• _The task_: Please arrange every line of the material below as a numbered list, leaving out any blank lines.
::: Input records
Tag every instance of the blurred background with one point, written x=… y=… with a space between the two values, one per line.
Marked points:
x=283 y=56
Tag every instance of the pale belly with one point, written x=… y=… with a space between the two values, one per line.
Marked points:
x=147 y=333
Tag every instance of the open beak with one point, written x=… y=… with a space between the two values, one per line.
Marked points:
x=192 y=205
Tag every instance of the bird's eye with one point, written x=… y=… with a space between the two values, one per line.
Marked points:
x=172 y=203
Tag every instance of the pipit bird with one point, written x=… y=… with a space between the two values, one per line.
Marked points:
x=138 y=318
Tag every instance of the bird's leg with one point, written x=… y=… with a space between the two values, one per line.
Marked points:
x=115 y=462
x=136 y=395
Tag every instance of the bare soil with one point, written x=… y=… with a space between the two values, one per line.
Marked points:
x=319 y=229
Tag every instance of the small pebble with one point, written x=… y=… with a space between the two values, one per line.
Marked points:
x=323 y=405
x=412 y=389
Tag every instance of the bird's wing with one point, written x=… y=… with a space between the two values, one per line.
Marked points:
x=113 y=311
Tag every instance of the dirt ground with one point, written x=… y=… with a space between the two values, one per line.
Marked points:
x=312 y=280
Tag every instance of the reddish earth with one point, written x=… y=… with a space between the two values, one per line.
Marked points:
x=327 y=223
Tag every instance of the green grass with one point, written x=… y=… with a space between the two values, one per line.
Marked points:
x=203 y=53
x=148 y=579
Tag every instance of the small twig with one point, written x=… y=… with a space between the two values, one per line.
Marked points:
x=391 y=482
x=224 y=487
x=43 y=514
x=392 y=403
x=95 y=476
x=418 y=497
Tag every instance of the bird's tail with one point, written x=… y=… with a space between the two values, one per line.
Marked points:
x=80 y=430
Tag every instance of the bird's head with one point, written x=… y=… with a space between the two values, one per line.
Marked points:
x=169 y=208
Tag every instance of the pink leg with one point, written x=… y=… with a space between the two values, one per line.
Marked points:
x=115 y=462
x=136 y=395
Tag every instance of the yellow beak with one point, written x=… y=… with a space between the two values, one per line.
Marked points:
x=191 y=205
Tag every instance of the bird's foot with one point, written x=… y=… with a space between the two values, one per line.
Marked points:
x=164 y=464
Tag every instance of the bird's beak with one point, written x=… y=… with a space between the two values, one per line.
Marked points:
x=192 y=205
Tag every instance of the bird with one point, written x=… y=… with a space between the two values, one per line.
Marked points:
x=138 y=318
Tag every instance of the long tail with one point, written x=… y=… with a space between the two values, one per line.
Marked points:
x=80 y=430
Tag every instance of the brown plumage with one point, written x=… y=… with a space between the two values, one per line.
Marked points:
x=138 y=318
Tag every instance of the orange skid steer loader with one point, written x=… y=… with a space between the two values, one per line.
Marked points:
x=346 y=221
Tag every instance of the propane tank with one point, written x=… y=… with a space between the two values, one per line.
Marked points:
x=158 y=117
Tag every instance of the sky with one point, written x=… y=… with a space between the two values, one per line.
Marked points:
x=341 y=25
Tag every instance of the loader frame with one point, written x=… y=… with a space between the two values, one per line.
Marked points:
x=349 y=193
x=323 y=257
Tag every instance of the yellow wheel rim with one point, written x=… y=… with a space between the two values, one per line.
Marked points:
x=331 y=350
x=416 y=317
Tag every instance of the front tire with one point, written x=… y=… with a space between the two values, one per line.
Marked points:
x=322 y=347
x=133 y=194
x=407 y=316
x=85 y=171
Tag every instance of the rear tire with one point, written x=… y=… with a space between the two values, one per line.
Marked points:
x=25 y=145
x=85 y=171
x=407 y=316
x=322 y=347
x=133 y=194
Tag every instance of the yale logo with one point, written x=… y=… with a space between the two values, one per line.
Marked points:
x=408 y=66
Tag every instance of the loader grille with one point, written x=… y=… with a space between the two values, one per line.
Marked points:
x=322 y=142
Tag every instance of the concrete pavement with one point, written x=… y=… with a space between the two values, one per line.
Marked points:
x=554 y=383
::::::
• _Complete output_:
1. Tag every instance of the blurred background with one point, written x=… y=… with a space between the two values, one per line.
2. Marked points:
3. x=283 y=56
4. Tag every instance of the pale belly with one point, written x=… y=… with a space between the two values, one per line.
5. Marked points:
6. x=147 y=333
7. Tag every instance of the open beak with one point, written x=… y=… with a space between the two values, one per line.
8. Marked points:
9. x=192 y=205
10. Tag every instance of the bird's eye with one point, written x=… y=… with a space between the two values, one per line.
11. Marked points:
12. x=172 y=203
13. Tag every instance of the pipit bird with one point, written x=… y=… with a space between the two values, one per line.
14. Marked points:
15. x=138 y=318
16. Tag every instance of the bird's leg with one point, written x=… y=… with a space between the two values, one per line.
17. Marked points:
18. x=115 y=462
19. x=136 y=395
20. Tag every instance of the bare soil with one point, written x=… y=… with a space between the two values, one per line.
21. Marked points:
22. x=319 y=229
23. Tag every instance of the small pebble with one point, written x=… y=… with a space between the two values, one per line.
24. Marked points:
25. x=323 y=405
26. x=412 y=389
27. Tag every instance of the bird's wing with one point, written x=… y=… with a space between the two values, one per line.
28. Marked points:
29. x=113 y=311
30. Tag every instance of the dirt ground with one point, written x=… y=… with a space between the two values, one per line.
31. Marked points:
32. x=312 y=280
33. Tag every instance of the reddish earth with one point, written x=… y=… with a space between the two values, one per line.
34. Marked points:
35. x=327 y=223
36. Tag every instance of the green grass with one point, written x=… y=… with a space between the two values, one per line.
37. Marked points:
38. x=203 y=53
39. x=148 y=579
40. Tag every instance of the small twig with one point, written x=… y=… with a space between the two values, one per line.
41. Marked points:
42. x=391 y=482
43. x=224 y=487
44. x=43 y=514
45. x=392 y=403
46. x=95 y=476
47. x=418 y=497
48. Tag every instance of the bird's tail with one point, written x=… y=… with a space between the two values, one per line.
49. Marked points:
50. x=80 y=430
51. Tag every instance of the bird's head with one point, written x=… y=… with a space between the two values, one per line.
52. Marked points:
53. x=169 y=208
54. Tag every instance of the pink leg with one point, written x=… y=… with a space between the two values, one per line.
55. Marked points:
56. x=115 y=462
57. x=136 y=395
58. Tag every instance of the yellow beak with one point, written x=… y=… with a space between the two values, one per line.
59. Marked points:
60. x=191 y=205
61. Tag every instance of the bird's foot with one point, written x=… y=… with a space between the two values, one per line.
62. Marked points:
63. x=164 y=464
64. Tag every instance of the bird's beak with one point, written x=… y=… with a space between the two values, one per line.
65. Marked points:
66. x=192 y=205
67. Tag every instance of the bird with one point, written x=… y=… with a space between the two values, one per line.
68. Marked points:
69. x=138 y=318
70. Tag every instance of the long tail with one point, written x=… y=… with a space between the two values, one per line.
71. Marked points:
72. x=80 y=430
73. Tag every instance of the brown plumage with one point, written x=… y=… with a space between the two values, one per line.
74. Marked points:
75. x=138 y=318
76. Tag every instance of the orange skid steer loader with one point, written x=… y=… with a space between the two values, one per line.
77. Marked points:
78. x=346 y=221
79. Tag every instance of the propane tank with one point, written x=… y=… with a space between the two values, one per line.
80. Marked points:
81. x=158 y=117
82. Tag every instance of the sky with one point, written x=… y=… with a space between the two values, one per line.
83. Marked points:
84. x=341 y=25
85. Tag every instance of the loader frame with one point, written x=… y=… with a space between the two values, one per line.
86. Marked points:
87. x=349 y=193
88. x=323 y=257
89. Tag every instance of the yellow wheel rim with one point, written x=… y=… with a space between the two values, one per line.
90. Marked points:
91. x=331 y=350
92. x=416 y=317
93. Tag every instance of the front tire with one point, written x=… y=… with a space between the two values, one per line.
94. Marked points:
95. x=322 y=347
96. x=133 y=194
97. x=407 y=316
98. x=85 y=171
99. Tag every instance of the rear tire with one point, written x=… y=… with a space between the two values, one per line.
100. Marked points:
101. x=25 y=145
102. x=85 y=171
103. x=407 y=316
104. x=322 y=347
105. x=133 y=194
106. Tag every instance of the yale logo with one point, written x=… y=… with a space between the two values, one per line.
107. Marked points:
108. x=408 y=66
109. Tag every instance of the loader grille with one point, written x=… y=… with a space between the two values, one per line.
110. Marked points:
111. x=322 y=142
112. Tag every instance of the concrete pavement with one point, written x=… y=… with a space between the two values, one per line.
113. Marked points:
114. x=554 y=383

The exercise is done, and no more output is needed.